_REQUEST_
Print the line containing "the baby's hand" and each line after it through the end, please, with nothing added.

-- begin RAW DATA --

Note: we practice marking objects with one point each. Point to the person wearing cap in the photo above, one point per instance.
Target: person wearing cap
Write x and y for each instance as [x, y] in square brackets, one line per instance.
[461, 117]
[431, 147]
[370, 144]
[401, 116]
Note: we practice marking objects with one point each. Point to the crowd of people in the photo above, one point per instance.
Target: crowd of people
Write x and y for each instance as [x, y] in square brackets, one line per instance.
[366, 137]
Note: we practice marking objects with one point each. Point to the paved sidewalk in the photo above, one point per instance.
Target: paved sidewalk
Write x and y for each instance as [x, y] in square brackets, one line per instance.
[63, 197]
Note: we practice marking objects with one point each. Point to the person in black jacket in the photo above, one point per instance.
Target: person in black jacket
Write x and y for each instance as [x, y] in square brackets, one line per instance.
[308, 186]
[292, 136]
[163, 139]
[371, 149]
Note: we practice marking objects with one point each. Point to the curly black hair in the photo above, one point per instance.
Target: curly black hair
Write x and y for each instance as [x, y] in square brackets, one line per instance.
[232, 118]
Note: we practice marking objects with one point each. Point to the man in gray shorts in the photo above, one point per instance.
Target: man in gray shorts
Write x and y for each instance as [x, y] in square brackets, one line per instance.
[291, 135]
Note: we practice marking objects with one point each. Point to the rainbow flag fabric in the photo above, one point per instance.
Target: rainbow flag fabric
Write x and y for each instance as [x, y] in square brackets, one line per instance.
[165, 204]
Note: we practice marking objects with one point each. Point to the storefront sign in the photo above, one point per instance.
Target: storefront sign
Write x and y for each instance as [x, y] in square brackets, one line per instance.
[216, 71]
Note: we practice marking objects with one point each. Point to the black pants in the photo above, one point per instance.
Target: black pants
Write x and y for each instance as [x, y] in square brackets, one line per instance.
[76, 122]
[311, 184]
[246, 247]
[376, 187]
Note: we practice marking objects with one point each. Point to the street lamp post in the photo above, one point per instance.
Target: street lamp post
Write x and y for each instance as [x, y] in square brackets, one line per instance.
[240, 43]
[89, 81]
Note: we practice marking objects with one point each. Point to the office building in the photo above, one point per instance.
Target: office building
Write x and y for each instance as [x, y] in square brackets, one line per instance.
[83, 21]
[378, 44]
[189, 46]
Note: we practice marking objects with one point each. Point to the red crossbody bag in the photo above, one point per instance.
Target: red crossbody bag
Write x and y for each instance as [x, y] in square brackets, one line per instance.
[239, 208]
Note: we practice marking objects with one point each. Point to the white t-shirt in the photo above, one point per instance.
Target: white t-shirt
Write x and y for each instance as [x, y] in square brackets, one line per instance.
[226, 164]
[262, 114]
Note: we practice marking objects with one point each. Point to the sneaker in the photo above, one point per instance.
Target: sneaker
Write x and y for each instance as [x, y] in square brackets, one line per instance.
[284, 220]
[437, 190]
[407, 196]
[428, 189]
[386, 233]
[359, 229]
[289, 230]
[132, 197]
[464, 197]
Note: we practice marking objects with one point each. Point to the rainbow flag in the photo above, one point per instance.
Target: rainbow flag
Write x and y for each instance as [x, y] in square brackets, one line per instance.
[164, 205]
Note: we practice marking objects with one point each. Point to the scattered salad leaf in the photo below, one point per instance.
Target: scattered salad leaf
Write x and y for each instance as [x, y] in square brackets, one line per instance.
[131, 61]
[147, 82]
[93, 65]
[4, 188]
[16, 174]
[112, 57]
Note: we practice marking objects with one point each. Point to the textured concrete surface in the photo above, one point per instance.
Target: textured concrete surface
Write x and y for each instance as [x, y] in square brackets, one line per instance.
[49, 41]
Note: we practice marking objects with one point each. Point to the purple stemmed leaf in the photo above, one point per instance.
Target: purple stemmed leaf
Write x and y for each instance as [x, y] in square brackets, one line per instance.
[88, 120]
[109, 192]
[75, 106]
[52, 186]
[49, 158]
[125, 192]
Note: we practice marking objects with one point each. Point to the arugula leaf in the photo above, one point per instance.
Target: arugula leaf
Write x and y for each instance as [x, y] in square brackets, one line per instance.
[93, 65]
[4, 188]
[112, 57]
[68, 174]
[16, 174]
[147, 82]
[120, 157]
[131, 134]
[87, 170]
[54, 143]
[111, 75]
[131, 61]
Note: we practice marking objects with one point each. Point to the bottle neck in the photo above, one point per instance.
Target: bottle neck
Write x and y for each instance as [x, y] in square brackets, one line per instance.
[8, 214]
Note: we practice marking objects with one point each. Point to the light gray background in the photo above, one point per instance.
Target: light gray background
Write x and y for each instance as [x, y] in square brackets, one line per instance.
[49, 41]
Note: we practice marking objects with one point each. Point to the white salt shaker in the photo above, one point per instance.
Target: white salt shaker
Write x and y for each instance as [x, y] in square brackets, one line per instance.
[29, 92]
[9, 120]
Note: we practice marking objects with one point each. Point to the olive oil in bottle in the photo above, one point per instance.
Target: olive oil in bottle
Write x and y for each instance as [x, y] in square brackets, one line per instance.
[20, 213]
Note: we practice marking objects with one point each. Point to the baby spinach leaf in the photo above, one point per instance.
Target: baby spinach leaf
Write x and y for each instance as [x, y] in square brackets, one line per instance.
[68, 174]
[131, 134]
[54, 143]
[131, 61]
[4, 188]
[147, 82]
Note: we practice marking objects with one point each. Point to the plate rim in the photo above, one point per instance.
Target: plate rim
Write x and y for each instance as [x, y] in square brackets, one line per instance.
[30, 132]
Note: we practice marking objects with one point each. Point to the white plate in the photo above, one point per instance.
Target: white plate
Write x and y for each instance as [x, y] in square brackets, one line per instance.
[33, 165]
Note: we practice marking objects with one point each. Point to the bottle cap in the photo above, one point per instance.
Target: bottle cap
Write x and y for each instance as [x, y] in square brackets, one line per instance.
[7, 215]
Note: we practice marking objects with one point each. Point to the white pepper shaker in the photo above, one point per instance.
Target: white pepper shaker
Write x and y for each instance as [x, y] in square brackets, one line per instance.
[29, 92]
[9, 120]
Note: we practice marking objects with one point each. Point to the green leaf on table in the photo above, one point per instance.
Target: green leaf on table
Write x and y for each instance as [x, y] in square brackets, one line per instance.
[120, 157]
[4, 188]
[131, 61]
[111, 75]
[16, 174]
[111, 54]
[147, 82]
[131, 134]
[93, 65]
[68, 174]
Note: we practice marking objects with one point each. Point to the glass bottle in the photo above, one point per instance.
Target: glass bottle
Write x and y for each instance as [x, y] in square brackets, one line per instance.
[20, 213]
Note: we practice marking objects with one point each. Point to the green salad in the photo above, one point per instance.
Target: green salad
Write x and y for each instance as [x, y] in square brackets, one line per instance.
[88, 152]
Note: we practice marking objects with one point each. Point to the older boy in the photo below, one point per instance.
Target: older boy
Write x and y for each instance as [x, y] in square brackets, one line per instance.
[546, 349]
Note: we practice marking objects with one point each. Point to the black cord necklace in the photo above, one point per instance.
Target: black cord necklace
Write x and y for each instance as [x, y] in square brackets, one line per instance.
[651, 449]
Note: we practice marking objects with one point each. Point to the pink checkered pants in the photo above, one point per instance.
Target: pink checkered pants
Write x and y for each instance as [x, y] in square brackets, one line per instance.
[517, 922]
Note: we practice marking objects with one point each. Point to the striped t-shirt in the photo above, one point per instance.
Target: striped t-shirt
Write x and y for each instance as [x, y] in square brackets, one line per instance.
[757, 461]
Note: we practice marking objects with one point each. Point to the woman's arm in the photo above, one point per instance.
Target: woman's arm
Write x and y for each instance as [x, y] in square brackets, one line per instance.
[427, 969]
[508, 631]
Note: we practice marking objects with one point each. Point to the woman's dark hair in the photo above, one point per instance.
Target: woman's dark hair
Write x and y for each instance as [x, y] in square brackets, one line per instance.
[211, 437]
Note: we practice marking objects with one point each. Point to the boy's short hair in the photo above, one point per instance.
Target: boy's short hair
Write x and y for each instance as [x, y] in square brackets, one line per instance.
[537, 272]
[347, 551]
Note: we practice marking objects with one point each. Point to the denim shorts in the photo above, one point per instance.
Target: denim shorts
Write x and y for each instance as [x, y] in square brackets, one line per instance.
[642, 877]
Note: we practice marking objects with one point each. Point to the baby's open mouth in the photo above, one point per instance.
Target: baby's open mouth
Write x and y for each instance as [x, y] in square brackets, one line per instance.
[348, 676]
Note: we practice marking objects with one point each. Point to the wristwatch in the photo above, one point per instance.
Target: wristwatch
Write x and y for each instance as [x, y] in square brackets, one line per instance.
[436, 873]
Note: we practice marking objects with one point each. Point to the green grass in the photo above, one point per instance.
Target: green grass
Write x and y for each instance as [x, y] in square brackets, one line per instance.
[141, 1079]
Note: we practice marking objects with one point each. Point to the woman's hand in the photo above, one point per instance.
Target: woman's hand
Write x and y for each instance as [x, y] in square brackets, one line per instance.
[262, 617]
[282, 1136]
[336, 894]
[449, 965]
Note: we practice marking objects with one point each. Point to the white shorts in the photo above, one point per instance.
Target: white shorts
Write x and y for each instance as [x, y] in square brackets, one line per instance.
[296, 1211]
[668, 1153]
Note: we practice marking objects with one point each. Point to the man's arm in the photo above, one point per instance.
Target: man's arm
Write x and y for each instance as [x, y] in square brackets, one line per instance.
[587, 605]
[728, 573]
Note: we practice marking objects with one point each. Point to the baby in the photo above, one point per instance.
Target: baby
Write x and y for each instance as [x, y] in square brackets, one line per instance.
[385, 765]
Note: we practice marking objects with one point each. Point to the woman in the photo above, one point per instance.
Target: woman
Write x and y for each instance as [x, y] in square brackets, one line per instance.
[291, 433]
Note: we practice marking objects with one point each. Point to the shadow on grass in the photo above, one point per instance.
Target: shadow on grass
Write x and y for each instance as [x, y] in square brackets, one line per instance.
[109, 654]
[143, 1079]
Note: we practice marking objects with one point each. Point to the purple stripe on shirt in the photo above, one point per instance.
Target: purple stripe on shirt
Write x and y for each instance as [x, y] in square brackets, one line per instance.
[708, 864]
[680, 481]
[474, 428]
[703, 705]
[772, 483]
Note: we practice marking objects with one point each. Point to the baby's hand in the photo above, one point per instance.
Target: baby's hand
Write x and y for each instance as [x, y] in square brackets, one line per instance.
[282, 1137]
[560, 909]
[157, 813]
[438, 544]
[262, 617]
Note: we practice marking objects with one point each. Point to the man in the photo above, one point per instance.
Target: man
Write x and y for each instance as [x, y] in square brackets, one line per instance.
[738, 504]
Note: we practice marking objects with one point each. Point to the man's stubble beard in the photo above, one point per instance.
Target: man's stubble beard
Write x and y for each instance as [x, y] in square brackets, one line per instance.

-- end RAW DATA --

_COMPLETE OUTPUT_
Note: we practice marking objects with one point each. Point to the baby's hand in the photo above, one point per instance.
Target: baby's hand
Write x and y for each instance as [x, y] in square brackets, one line per instance.
[282, 1137]
[560, 909]
[157, 813]
[438, 544]
[262, 617]
Note: we practice marking objects with one point each. Point to the man in the photo above, one point per instance.
Target: man
Write x and y for each instance as [x, y] in square brackets, one line per instance.
[738, 504]
Note: we practice marking objects with one point each. Point to the man's stubble beard in the photo above, one point per instance.
Target: man's stubble beard
Write x and y for each instance as [x, y] in square brackets, one line per instance.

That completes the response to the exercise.